- [TEXTE RETENU]:
━━━
Elaborer un projet audiovisuel associatif

Pour élaborer un projet audiovisuel, nous vous conseillons de vous poser au moins cinq questions essentielles, qui vous aideront à préciser votre idée.

 

1. Quel contenu ?

2. Quel « genre » et quel traitement ?

3. Quel sera le mode de diffusion, et quel est le but recherché à travers cette diffusion ?

4. Quel mode de réalisation ?

5. Quelle durée ?

----------------------------------------------------------------------

Bien sûr ces questions peuvent sur certains points se recouper, et elles influent les unes sur les autres. Nous allons les reprendre une à une, en commençant par la dernière, qui est aussi la plus facile, pour finir par la première (« quel contenu, quel sujet ? »), qui est bien sûr est la plus déterminante :

 

QUELLE DURÉE ?

 

Il existe toutes sortes de durées possibles. De très courts formats peuvent donner des choses excellentes : il n’y a pas ici de hiérarchie de valeur, et une association peut réaliser un film de 3 mn qui peut avoir un très grand impact !

 

Habituellement, on distingue trois types de durées :

 

Les « très courts ». Courts-métrages dont la durée ne dépasse pas trois minutes.

 

Les courts-métrages.  Moins de trente minutes.

 

Les moyens-métrages. De trente à soixante minutes.

 

Les longs-métrages. Plus d’une heure.

 

 

QUEL MODE DE RÉALISATION ?

 

Dans le cadre des activités de vos associations, vous pouvez envisager plusieurs façons d’organiser la réalisation d’un projet audiovisuel. En voici trois types différents :

 

1. L’atelier vidéo. Avec différents types de publics (jeunes ou moins jeunes), il s’agit d’abord, sous la conduite d’une animatrice ou d’un animateur, de permettre à un groupe de personnes de se familiariser avec l’outil vidéo, avec la réalisation de petits exercices, qui seront éventuellement mais pas forcément restitués en public.
━━━
- [DONNÉES EXTRAITES]:
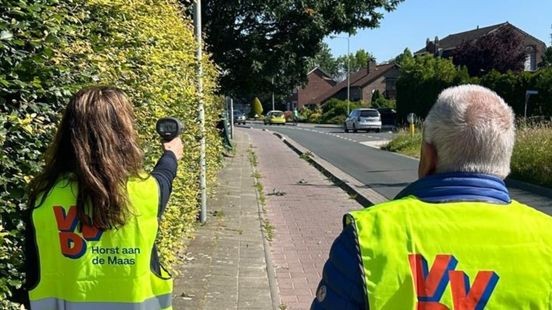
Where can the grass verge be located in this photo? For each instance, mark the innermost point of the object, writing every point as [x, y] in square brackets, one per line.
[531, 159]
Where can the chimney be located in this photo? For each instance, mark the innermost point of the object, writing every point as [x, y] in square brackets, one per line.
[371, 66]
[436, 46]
━━━
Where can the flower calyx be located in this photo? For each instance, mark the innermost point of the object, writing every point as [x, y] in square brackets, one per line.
━━━
Pour chaque affirmation ci-dessous, dites si elle s'accorde avec le texte sur le projet audiovisuel associatif : répondez par oui ou par non et citez les mots décisifs du texte. 1. Les courts-métrages durent moins de trente minutes. 2. Les questions sont reprises en commençant par la première. 3. Dans l'atelier vidéo, les petits exercices sont toujours restitués en public.

- [RÉPONSE]:
1. Oui : « Moins de trente minutes. »
2. Non : « en commençant par la dernière, qui est aussi la plus facile »
3. Non : « éventuellement mais pas forcément restitués en public »